--- Start EXCERPT PROVIDED ---
Your Place At The Table Is Saved & It Is Safe
I don’t know what the vision statement of the church I grew up in was, but if I were to guess based on the rapture movies they used to show, it’d be something like:
We exist to scare the hell out of everyone.
Yes, I had nightmares about missing the rapture, heads being chopped off, accidentally getting the mark of the beast, and a variety of other apocalyptic terrors.
And there were a number of times when, coming home from school and finding no evidence of family members, I’d panic and assume the worst: I had missed the rapture. For the next few minutes (until my mom came back from visiting with a friend), I’d frantically devise my ridiculous escape and survival plan.
The guest evangelist who came and preached about the evils of Amy Grant had me convinced that there would be no place at Heaven’s table reserved for me.
--- End EXCERPT PROVIDED ---
--- Start ITEMS ---
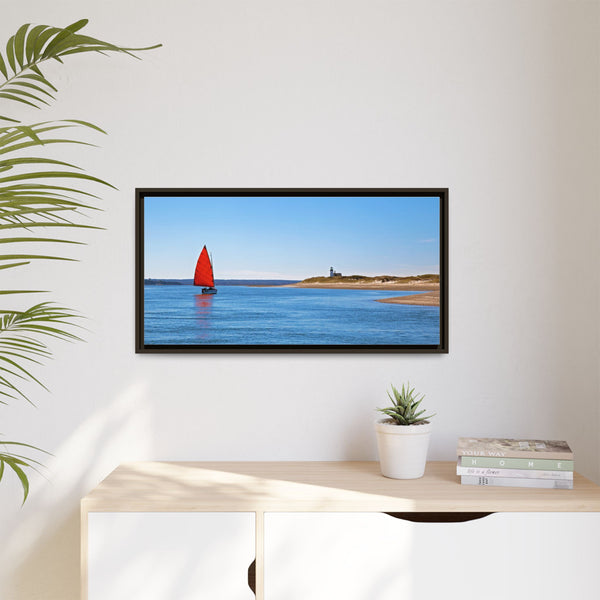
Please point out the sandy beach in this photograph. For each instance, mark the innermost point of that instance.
(430, 299)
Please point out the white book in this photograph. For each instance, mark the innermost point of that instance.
(516, 482)
(519, 473)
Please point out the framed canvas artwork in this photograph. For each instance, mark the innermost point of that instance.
(292, 270)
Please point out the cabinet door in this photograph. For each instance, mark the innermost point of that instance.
(170, 556)
(374, 556)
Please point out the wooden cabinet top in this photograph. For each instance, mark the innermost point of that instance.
(318, 486)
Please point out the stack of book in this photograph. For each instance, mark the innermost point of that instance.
(515, 463)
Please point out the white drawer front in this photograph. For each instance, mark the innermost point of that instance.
(373, 556)
(170, 556)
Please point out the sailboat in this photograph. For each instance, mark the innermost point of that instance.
(204, 274)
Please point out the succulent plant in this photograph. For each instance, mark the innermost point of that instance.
(404, 406)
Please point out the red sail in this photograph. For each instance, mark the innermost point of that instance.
(204, 275)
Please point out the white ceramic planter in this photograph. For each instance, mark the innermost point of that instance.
(402, 449)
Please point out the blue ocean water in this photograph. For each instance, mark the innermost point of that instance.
(244, 315)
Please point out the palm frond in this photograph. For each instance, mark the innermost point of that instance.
(33, 45)
(18, 463)
(22, 338)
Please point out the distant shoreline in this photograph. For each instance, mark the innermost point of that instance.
(427, 299)
(399, 287)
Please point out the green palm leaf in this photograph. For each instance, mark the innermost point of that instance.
(32, 46)
(38, 192)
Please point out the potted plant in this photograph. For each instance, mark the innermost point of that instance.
(403, 437)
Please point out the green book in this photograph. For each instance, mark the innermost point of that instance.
(517, 463)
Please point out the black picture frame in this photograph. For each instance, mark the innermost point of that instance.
(141, 194)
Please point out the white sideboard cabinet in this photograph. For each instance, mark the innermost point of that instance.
(332, 530)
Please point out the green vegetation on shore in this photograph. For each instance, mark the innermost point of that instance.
(427, 279)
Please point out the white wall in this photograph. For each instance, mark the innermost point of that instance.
(496, 100)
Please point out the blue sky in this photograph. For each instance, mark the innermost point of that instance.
(291, 238)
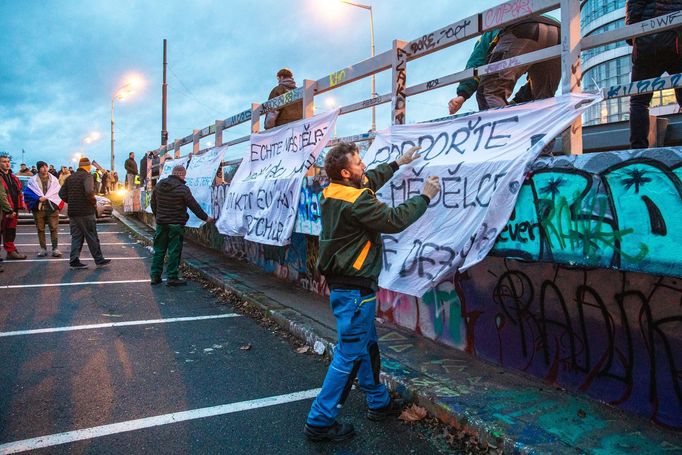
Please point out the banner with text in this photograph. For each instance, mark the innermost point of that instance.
(262, 201)
(200, 176)
(481, 160)
(168, 165)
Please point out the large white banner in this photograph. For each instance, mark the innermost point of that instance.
(262, 201)
(481, 160)
(168, 165)
(200, 176)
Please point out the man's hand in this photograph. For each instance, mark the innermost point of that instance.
(431, 187)
(409, 156)
(455, 104)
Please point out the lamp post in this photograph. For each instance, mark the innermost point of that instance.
(371, 30)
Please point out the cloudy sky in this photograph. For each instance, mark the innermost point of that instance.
(63, 60)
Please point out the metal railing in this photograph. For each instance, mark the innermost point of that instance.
(403, 52)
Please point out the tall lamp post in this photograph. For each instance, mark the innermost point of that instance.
(371, 30)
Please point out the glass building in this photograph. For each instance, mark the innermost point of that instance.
(609, 65)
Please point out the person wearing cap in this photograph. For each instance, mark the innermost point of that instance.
(287, 114)
(42, 199)
(79, 192)
(170, 200)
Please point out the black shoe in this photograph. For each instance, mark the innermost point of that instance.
(335, 433)
(394, 408)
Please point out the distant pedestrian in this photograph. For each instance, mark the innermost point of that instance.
(15, 197)
(652, 55)
(42, 199)
(170, 200)
(350, 258)
(79, 192)
(287, 114)
(131, 171)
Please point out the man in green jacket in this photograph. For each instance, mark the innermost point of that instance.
(493, 90)
(350, 258)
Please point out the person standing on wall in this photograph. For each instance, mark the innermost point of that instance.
(493, 90)
(15, 197)
(42, 199)
(350, 258)
(131, 171)
(169, 202)
(652, 55)
(79, 192)
(287, 114)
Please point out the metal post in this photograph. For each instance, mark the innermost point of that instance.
(399, 78)
(571, 70)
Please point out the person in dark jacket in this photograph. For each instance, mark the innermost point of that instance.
(287, 114)
(79, 192)
(652, 55)
(170, 200)
(350, 258)
(493, 90)
(131, 171)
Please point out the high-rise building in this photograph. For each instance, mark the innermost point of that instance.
(609, 65)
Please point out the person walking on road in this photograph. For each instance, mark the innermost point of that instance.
(42, 199)
(79, 192)
(131, 171)
(15, 197)
(170, 200)
(350, 258)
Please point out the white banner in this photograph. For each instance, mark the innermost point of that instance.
(262, 201)
(168, 165)
(200, 176)
(481, 160)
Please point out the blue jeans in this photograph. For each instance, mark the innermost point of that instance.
(356, 354)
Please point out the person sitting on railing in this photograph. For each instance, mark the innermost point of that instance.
(493, 90)
(652, 55)
(287, 114)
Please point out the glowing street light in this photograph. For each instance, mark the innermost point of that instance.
(133, 83)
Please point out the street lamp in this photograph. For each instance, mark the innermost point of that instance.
(371, 30)
(121, 93)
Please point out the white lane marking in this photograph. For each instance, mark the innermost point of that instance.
(148, 422)
(116, 324)
(101, 243)
(80, 283)
(67, 259)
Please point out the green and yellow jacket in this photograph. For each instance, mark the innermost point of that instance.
(353, 220)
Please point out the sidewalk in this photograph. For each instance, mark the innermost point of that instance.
(507, 409)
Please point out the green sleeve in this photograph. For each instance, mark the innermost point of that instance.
(376, 216)
(377, 177)
(479, 57)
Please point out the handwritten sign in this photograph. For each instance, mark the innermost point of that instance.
(200, 176)
(481, 160)
(262, 202)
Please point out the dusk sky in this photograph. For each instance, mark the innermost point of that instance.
(62, 62)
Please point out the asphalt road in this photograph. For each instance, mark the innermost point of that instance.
(95, 361)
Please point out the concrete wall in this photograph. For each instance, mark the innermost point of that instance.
(582, 288)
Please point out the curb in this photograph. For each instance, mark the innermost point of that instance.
(398, 381)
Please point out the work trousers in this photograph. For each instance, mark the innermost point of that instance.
(356, 354)
(646, 65)
(8, 226)
(52, 218)
(543, 78)
(84, 227)
(167, 238)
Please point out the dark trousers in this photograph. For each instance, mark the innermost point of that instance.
(167, 238)
(84, 227)
(52, 218)
(647, 64)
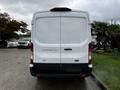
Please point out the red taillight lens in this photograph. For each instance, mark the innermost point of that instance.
(89, 52)
(31, 47)
(31, 61)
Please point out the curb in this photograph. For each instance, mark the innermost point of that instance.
(99, 82)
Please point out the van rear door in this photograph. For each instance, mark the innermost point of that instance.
(47, 38)
(74, 38)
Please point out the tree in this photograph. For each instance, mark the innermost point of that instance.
(107, 34)
(9, 27)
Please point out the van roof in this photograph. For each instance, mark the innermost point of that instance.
(60, 9)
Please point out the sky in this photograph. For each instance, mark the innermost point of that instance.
(100, 10)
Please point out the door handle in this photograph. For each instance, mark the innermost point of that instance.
(68, 49)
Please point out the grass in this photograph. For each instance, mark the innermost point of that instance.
(107, 68)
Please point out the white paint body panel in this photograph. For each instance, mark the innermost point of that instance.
(52, 32)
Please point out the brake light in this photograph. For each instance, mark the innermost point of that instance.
(89, 53)
(31, 59)
(31, 47)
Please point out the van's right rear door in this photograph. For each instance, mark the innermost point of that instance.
(74, 38)
(47, 38)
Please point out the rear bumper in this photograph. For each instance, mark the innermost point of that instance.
(60, 70)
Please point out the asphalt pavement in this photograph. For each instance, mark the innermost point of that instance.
(15, 75)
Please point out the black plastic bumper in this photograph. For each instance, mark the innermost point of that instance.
(49, 70)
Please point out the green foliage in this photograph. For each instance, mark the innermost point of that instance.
(107, 34)
(107, 68)
(9, 26)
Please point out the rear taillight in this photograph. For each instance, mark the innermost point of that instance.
(31, 59)
(89, 53)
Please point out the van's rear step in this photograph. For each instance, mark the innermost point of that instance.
(49, 70)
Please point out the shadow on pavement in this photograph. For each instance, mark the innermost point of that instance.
(60, 84)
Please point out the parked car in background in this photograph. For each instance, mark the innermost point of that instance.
(12, 43)
(23, 42)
--- End ITEMS ---
**EXERCISES**
**a.** Write out the passage of the rapture essay between "Yes, I had nightmares" and "reserved for me.", inclusive.
**b.** Return each line of the records that contains the word "black".

**FULL ANSWERS**
**a.**
Yes, I had nightmares about missing the rapture, heads being chopped off, accidentally getting the mark of the beast, and a variety of other apocalyptic terrors.
And there were a number of times when, coming home from school and finding no evidence of family members, I’d panic and assume the worst: I had missed the rapture. For the next few minutes (until my mom came back from visiting with a friend), I’d frantically devise my ridiculous escape and survival plan.
The guest evangelist who came and preached about the evils of Amy Grant had me convinced that there would be no place at Heaven’s table reserved for me.

**b.**
Please point out the black picture frame in this photograph. For each instance, mark the innermost point of that instance.
Please point out the black shoe in this photograph. For each instance, mark the innermost point of that instance.
Please point out the black plastic bumper in this photograph. For each instance, mark the innermost point of that instance.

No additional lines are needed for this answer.